(Task description) The listing is to be transcribed in full, with its images left out.

Dataset excerpts Block Start

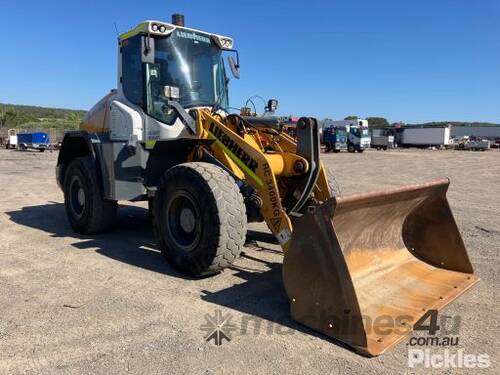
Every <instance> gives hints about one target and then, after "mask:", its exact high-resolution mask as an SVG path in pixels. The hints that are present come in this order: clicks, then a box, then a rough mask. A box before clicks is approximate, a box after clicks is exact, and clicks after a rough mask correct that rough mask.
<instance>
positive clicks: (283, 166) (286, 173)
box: [265, 152, 309, 177]
mask: <svg viewBox="0 0 500 375" xmlns="http://www.w3.org/2000/svg"><path fill="white" fill-rule="evenodd" d="M265 157H266V160H267V162H268V163H269V166H270V167H271V169H272V170H273V173H274V175H275V176H281V177H291V176H298V175H302V174H304V173H307V171H308V170H309V163H308V161H307V160H306V159H305V158H303V157H301V156H299V155H296V154H292V153H289V152H280V153H269V154H265Z"/></svg>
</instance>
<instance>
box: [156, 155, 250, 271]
mask: <svg viewBox="0 0 500 375" xmlns="http://www.w3.org/2000/svg"><path fill="white" fill-rule="evenodd" d="M153 223H154V226H155V234H156V236H157V238H158V241H159V244H160V249H161V252H162V254H163V255H164V256H165V258H166V259H167V260H168V262H169V263H170V264H171V265H172V266H173V267H175V268H176V269H178V270H180V271H181V272H183V273H187V274H189V275H192V276H207V275H212V274H215V273H218V272H220V271H222V270H223V269H224V268H227V267H229V266H230V265H231V264H232V263H233V262H234V261H235V260H236V259H237V258H238V256H239V255H240V252H241V249H242V248H243V245H244V243H245V237H246V224H247V218H246V210H245V204H244V201H243V196H242V195H241V194H240V190H239V188H238V185H236V182H235V181H234V179H233V178H232V177H231V176H230V175H229V174H228V173H227V172H226V171H224V170H223V169H222V168H220V167H218V166H216V165H213V164H209V163H201V162H196V163H184V164H180V165H178V166H175V167H173V168H170V169H169V170H168V171H167V172H165V174H164V175H163V177H162V179H161V182H160V184H159V186H158V190H157V192H156V198H155V203H154V215H153Z"/></svg>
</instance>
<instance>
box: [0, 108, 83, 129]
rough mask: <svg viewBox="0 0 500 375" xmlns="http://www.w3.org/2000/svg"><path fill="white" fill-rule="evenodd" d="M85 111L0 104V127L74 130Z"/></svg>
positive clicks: (81, 117) (76, 126) (62, 108)
mask: <svg viewBox="0 0 500 375" xmlns="http://www.w3.org/2000/svg"><path fill="white" fill-rule="evenodd" d="M85 113H86V111H82V110H73V109H63V108H47V107H37V106H29V105H16V104H3V103H0V127H1V128H8V129H10V128H17V129H50V128H56V129H60V130H63V129H64V130H69V129H76V128H78V125H79V124H80V122H81V120H82V119H83V116H84V115H85Z"/></svg>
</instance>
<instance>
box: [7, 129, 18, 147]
mask: <svg viewBox="0 0 500 375" xmlns="http://www.w3.org/2000/svg"><path fill="white" fill-rule="evenodd" d="M7 134H8V135H7V142H5V148H17V130H16V129H9V131H8V133H7Z"/></svg>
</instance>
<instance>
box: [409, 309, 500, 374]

Dataset excerpts Block End

(Result of the task)
Every <instance> gives hints about one target and then, after "mask:", its exact high-resolution mask as an SVG path in pixels. The hints that are present come in this order: clicks, then a box, then a rough mask. A box before clicks is approximate, a box after clicks is exact, and clicks after a rough mask correct that rough mask.
<instance>
positive clicks: (283, 166) (286, 173)
box: [265, 152, 309, 177]
mask: <svg viewBox="0 0 500 375" xmlns="http://www.w3.org/2000/svg"><path fill="white" fill-rule="evenodd" d="M265 157H266V160H267V162H268V163H269V166H270V167H271V169H272V170H273V173H274V175H275V176H281V177H291V176H298V175H302V174H304V173H307V171H308V170H309V163H308V161H307V160H306V159H305V158H303V157H301V156H299V155H296V154H292V153H289V152H280V153H269V154H265Z"/></svg>
</instance>
<instance>
box: [156, 155, 250, 271]
mask: <svg viewBox="0 0 500 375" xmlns="http://www.w3.org/2000/svg"><path fill="white" fill-rule="evenodd" d="M153 223H154V226H155V234H156V236H157V238H158V241H159V244H160V249H161V252H162V254H163V255H164V256H165V258H166V259H167V260H168V262H169V263H170V264H171V265H172V266H173V267H175V268H176V269H178V270H180V271H181V272H183V273H187V274H189V275H192V276H207V275H212V274H215V273H218V272H220V271H222V270H223V269H224V268H227V267H229V266H230V265H231V264H232V263H233V262H234V261H235V260H236V259H237V258H238V256H239V255H240V252H241V249H242V248H243V245H244V243H245V237H246V224H247V218H246V210H245V204H244V201H243V196H242V195H241V194H240V190H239V188H238V185H236V182H235V181H234V179H233V178H232V177H231V176H230V175H229V174H228V173H227V172H226V171H224V170H223V169H222V168H220V167H218V166H216V165H213V164H209V163H201V162H196V163H184V164H180V165H178V166H175V167H173V168H170V169H169V170H168V171H167V172H165V174H164V175H163V177H162V179H161V182H160V184H159V186H158V190H157V192H156V198H155V203H154V215H153Z"/></svg>
</instance>
<instance>
box: [0, 108, 83, 129]
rough mask: <svg viewBox="0 0 500 375" xmlns="http://www.w3.org/2000/svg"><path fill="white" fill-rule="evenodd" d="M85 111L0 104V127L74 130Z"/></svg>
positive clicks: (81, 117) (76, 126) (62, 108)
mask: <svg viewBox="0 0 500 375" xmlns="http://www.w3.org/2000/svg"><path fill="white" fill-rule="evenodd" d="M85 113H86V111H82V110H73V109H63V108H47V107H37V106H29V105H16V104H3V103H0V127H1V128H8V129H10V128H17V129H50V128H56V129H60V130H63V129H64V130H69V129H76V128H78V125H79V124H80V122H81V120H82V119H83V116H84V115H85Z"/></svg>
</instance>
<instance>
box: [7, 129, 18, 147]
mask: <svg viewBox="0 0 500 375" xmlns="http://www.w3.org/2000/svg"><path fill="white" fill-rule="evenodd" d="M7 134H8V135H7V142H5V148H17V130H16V129H9V131H8V133H7Z"/></svg>
</instance>
<instance>
box: [409, 309, 500, 374]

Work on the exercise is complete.